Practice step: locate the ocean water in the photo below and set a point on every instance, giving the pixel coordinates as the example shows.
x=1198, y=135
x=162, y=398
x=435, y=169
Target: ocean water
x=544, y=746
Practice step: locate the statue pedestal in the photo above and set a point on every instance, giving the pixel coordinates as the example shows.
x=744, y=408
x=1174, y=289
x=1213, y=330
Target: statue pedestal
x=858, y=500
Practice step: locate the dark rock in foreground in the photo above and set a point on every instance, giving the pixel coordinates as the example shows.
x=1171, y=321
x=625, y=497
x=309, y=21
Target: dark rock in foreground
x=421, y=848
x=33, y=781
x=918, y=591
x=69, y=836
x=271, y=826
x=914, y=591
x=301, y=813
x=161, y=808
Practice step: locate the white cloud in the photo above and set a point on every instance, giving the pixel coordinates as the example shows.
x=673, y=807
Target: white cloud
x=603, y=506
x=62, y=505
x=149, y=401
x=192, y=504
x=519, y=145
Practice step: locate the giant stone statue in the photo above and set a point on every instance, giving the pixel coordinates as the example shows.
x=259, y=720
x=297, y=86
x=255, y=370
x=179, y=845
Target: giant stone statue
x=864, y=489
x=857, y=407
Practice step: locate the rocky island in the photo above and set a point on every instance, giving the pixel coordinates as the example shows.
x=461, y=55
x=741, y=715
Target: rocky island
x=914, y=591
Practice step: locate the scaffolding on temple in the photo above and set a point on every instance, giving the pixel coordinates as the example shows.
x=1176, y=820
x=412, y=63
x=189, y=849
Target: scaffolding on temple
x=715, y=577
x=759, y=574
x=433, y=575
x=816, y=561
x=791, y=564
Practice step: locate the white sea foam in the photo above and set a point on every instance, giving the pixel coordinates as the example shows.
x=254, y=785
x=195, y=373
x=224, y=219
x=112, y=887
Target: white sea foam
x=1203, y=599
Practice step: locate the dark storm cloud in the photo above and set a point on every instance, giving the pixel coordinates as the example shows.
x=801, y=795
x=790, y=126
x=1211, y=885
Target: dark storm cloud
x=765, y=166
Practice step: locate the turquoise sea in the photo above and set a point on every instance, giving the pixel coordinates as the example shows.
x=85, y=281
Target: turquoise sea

■ Task directions ■
Take everything from the line containing "Practice step: locate the white sea" down to the line containing "x=765, y=166", both ends included, and set those lines out as a numbered list with any blank lines dropped.

■ Exercise output ■
1. Practice step: locate the white sea foam in the photo above and set a point on every instance, giving the pixel coordinates as the example shows.
2. x=254, y=785
3. x=195, y=373
4. x=224, y=219
5. x=112, y=887
6. Target: white sea foam
7. x=1203, y=599
8. Practice step: locate the dark storm cloud in the photo above and set a point on every instance, giving the pixel coordinates as the example shows.
9. x=801, y=795
10. x=790, y=126
11. x=1211, y=885
12. Target: dark storm cloud
13. x=765, y=166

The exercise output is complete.